- [Задания]
1 - Аналогом какого английского слова назван русский термин «промышленность» в тексте о традиционном и «современном» обществе?
2 - Продолжите, пожалуйста, текст о традиционном и «современном» обществе, начав сразу после его последнего предложения.

- [Страница]
■ ■ ■ ■ ■ ■ ■
Дихотомия между традиционным и "современным" (что бы под этим ни подразумевалось) обществами занимает в современных дискуссиях важное место, наравне с дихотомией между империей и национальным государством. В отличие от второй, ложной, первая дихотомия является в известном смысле истинной - продукты социалистических экспериментов (СССР, нацистская Германия и др.) по природе своей ближе к традиционным обществам, и без большой натяжки могут рассматриваться как уродливая, гипертрофированная и способная существовать лишь краткое время и в весьма специфических внешних условиях разновидность традиционных обществ. Однако важно разобраться в том, почему же традиционные общества традиционны, и чем же "современное" общество от них отличается.
Для начала давайте перечислим распространенные синонимы "современного" общества.
Итак, поехали: Общество потребления, общество благосостояния, индустриальное, промышленно развитое (промышленность - попытка придумать русскоязычный аналог слову industry, причем, как мы увидим ниже, более удачная и лучше отражающая существо дела, чем даже оригинал) открытое общество, общество западного типа, "Золотой Миллиард", капитализм... перечислено явно не все, но пока этого достаточно.
■ ■ ■ ■ ■ ■ ■
- [Представленные данные]
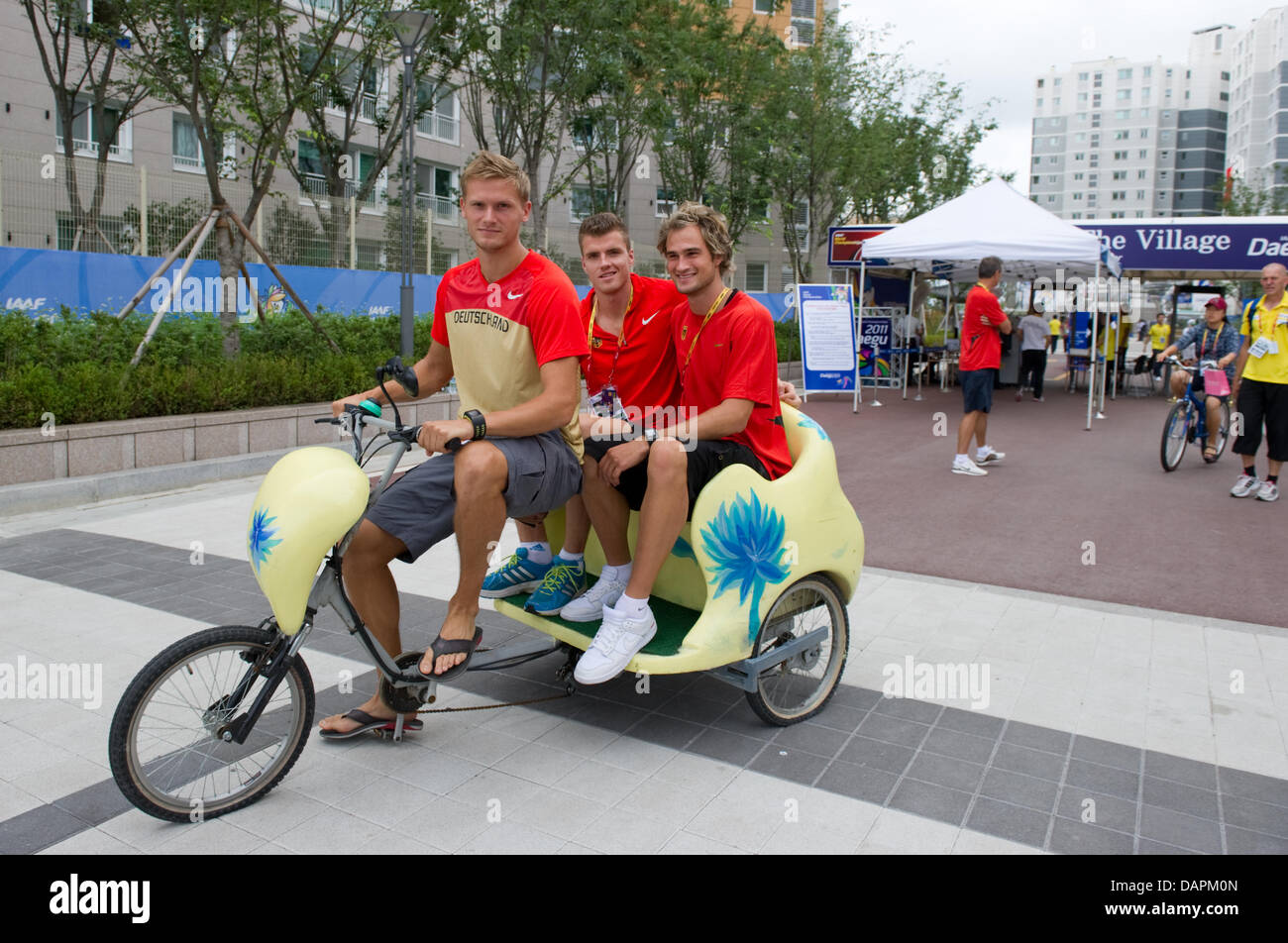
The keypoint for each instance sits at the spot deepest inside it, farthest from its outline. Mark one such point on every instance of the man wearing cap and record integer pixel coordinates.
(1214, 340)
(1261, 384)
■ ■ ■ ■ ■ ■ ■
- [Ответы]
1 - Слова industry.

2 -
Видно, что характеристика "общество потребления" сосредотачивается на внешней стороне процесса, в то время как она обусловлена внутренней стороной - производством, той самой индустрией (по русски - промышленностью). В результате индустрии (по латыни - усердия) производится много, поэтому открывается много возможностей для потребления и повышается благосостояние. Впрочем, в данном контексте буквальный перевод, объясняющий все одним лишь усердием, уводит нас в ложном направлении: усердных людей много и за пределами "Золотого Миллиарда", только почему-то отдача от их усердного труда существенно ниже. Этот прискорбный факт дает почву для конспирологических рассуждений об "ограблении" "Золотым Миллиардом" всех прочих, однако причина лежит несколько в ином направлении.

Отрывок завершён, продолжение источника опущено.